| WHAT THIS TASK INVOLVES |
Format the entries below as a Markdown table with two columns, Row and Entry, putting each line's number under Row and the line itself under Entry and skipping any blank lines. Leave the pictures out.

| DATASET |

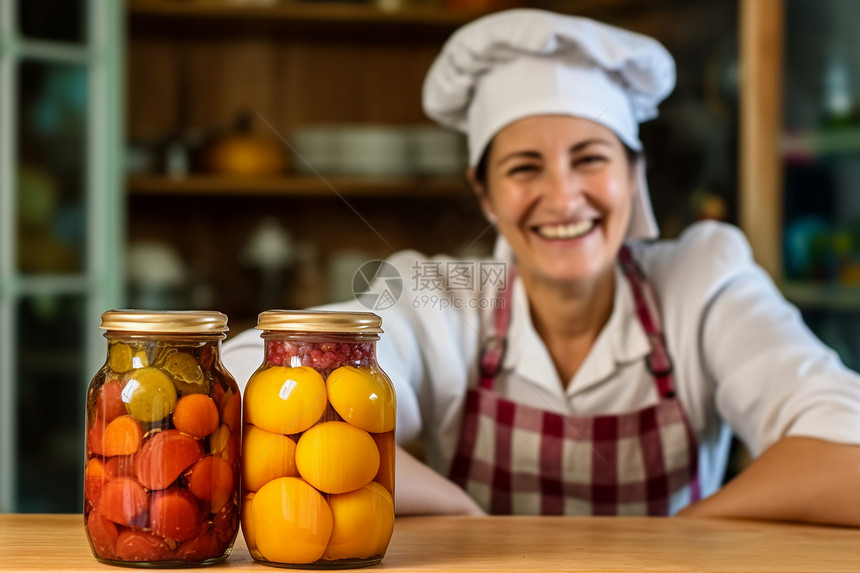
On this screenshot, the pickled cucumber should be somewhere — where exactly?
[122,368,177,423]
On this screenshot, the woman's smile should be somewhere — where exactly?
[532,219,598,239]
[477,115,634,285]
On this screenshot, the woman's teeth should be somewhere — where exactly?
[537,219,594,239]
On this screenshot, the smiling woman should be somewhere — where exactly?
[224,10,860,525]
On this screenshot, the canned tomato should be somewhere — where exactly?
[242,311,396,568]
[84,311,242,567]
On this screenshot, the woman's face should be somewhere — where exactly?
[471,115,634,283]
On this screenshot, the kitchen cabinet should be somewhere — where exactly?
[126,0,737,331]
[741,0,860,369]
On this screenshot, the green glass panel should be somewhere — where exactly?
[16,60,88,274]
[15,295,89,513]
[18,0,85,43]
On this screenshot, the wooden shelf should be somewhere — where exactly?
[128,0,490,28]
[126,175,469,198]
[779,281,860,312]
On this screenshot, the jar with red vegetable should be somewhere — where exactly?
[84,310,242,567]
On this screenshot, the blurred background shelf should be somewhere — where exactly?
[780,281,860,312]
[128,0,490,28]
[126,175,468,198]
[782,127,860,159]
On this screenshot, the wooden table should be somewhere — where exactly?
[0,515,860,573]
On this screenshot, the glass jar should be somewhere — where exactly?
[242,311,396,569]
[84,310,242,567]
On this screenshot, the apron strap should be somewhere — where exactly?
[479,248,675,398]
[618,244,675,398]
[480,266,516,390]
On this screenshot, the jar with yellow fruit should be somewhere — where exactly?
[84,310,242,567]
[242,311,395,569]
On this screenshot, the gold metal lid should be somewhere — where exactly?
[101,310,229,334]
[257,310,382,334]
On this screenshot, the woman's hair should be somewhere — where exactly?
[475,140,639,186]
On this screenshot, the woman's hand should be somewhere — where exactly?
[677,437,860,527]
[394,446,484,515]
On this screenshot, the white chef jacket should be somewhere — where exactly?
[223,222,860,513]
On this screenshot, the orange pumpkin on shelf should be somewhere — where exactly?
[200,111,288,176]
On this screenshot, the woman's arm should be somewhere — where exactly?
[394,446,484,515]
[678,437,860,527]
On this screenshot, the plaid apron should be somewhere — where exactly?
[450,246,700,515]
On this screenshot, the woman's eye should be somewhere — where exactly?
[573,155,606,166]
[508,164,538,175]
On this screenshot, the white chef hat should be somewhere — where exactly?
[423,8,675,238]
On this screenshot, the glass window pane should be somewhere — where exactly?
[16,61,88,274]
[18,0,86,43]
[15,295,89,513]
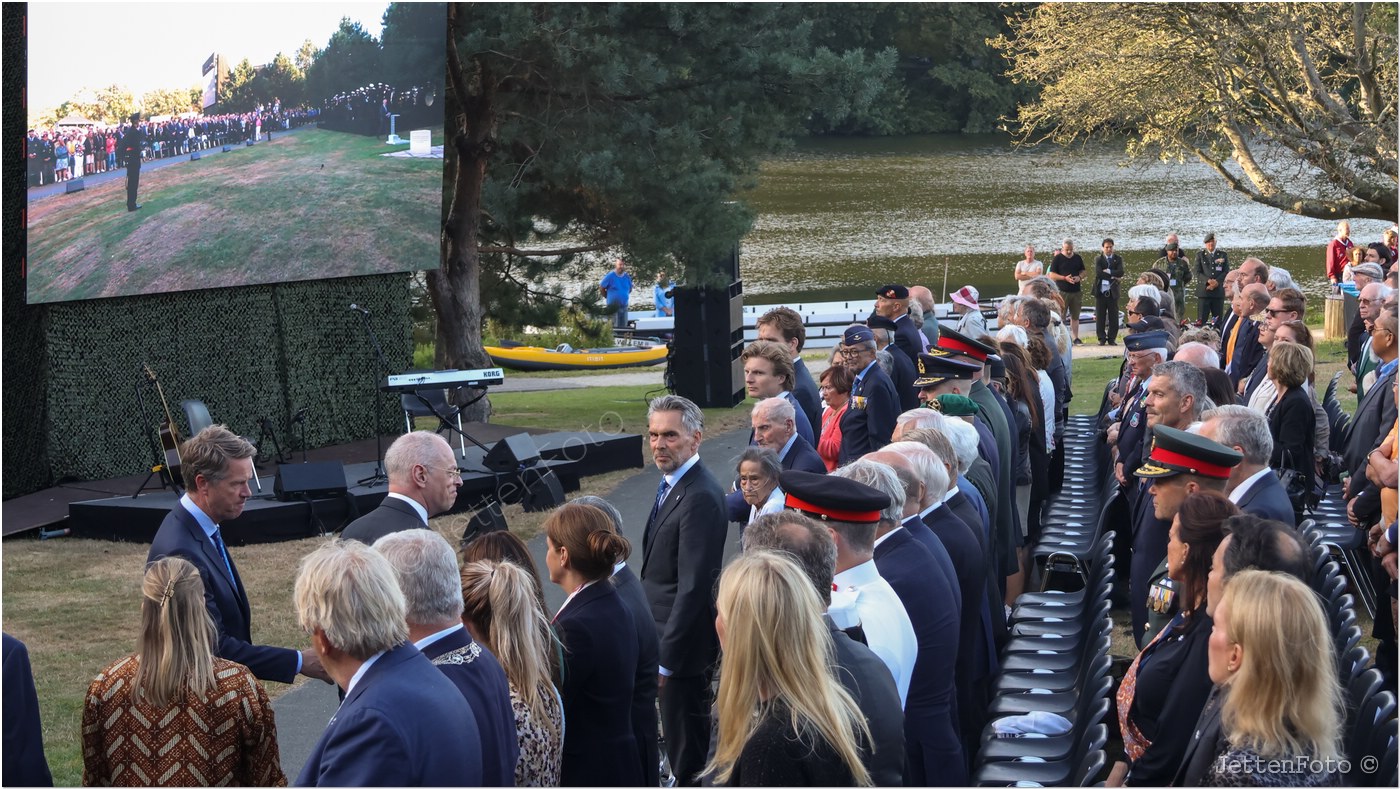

| REPLY TO THE TASK |
| Row | Entry |
|---|---|
| 1 | On this screenshot, the pickled cucumber should be somewhere — where exactly? |
| 2 | [122,368,177,423] |
| 3 | On this screenshot, the woman's smile should be somewhere — where exactly? |
| 4 | [532,219,598,239] |
| 5 | [477,115,634,285] |
| 6 | On this screenshot, the woman's teeth should be somewhere — where exactly? |
| 7 | [537,219,594,239] |
| 8 | On this screenshot, the smiling woman should be somewhere — where exactly? |
| 9 | [224,10,860,525] |
| 10 | On this screenshot, the canned tomato should be somewhere — where exactly? |
| 11 | [242,311,396,568] |
| 12 | [84,311,242,567] |
| 13 | On this screenshot, the woman's face should be somewhere — where exactly? |
| 14 | [471,115,634,283] |
| 15 | On this screenshot, the kitchen cabinet should be somewhere — where exactly? |
| 16 | [126,0,737,331] |
| 17 | [741,0,860,369] |
| 18 | On this screenshot, the green glass panel should be somewhere — where exactly? |
| 19 | [16,60,88,274] |
| 20 | [15,295,89,513] |
| 21 | [18,0,85,43] |
| 22 | On this screenshot, the wooden shelf should be somewhere — where exactly? |
| 23 | [128,0,490,28] |
| 24 | [126,175,469,198] |
| 25 | [779,281,860,312] |
| 26 | On this screenshot, the jar with red vegetable should be somewhere — where exactly? |
| 27 | [84,310,242,567] |
| 28 | On this screenshot, the blurred background shelf should be somewhere — where exactly? |
| 29 | [780,281,860,312] |
| 30 | [128,0,490,28] |
| 31 | [126,175,468,198] |
| 32 | [782,127,860,159] |
| 33 | On this screenshot, the wooden table should be somewhere — where exactly? |
| 34 | [0,515,860,573] |
| 35 | On this screenshot, the glass jar should be somewhere — where exactly? |
| 36 | [242,311,396,569] |
| 37 | [84,310,242,567] |
| 38 | On this screenshot, the apron strap should be somewhere — where exactly? |
| 39 | [479,248,675,398] |
| 40 | [618,244,675,398] |
| 41 | [480,266,516,390] |
| 42 | On this screenshot, the jar with yellow fruit should be somewhere — where exactly? |
| 43 | [84,310,242,567] |
| 44 | [242,311,395,569] |
| 45 | On this screenshot, the gold metal lid should be somewhere — where exactly? |
| 46 | [101,310,229,334] |
| 47 | [257,310,382,334] |
| 48 | On this screenshot, the woman's hair should be somewhere — where exactly? |
| 49 | [475,140,639,186] |
| 50 | On this screenshot, the woman's hand should be somewhere — where exactly? |
| 51 | [677,437,860,527] |
| 52 | [394,446,484,515] |
| 53 | On this screenshot, the white chef jacket should be somewhere — where exactly? |
| 54 | [223,222,860,513] |
| 55 | On this screenshot, the orange pumpkin on shelf should be somewhere — where exactly? |
| 56 | [200,111,288,176] |
| 57 | On this screenshot, the woman's arm should be somewhere — where exactly? |
| 58 | [394,446,484,515] |
| 59 | [678,437,860,527] |
| 60 | On this screenshot, the plaid apron should be somewhere — where exactly? |
| 61 | [450,246,700,515] |
| 62 | On this screenshot, the woman's eye should be somewhere — where exactly? |
| 63 | [573,155,606,166] |
| 64 | [508,164,538,175] |
| 65 | On this screenshot, the white chef hat should be somewhere — where exactly? |
| 66 | [423,8,675,238] |
| 67 | On this screenshot, the glass window pane should be somewhere — where exactly? |
| 68 | [16,61,88,274] |
| 69 | [18,0,86,43] |
| 70 | [15,295,89,513] |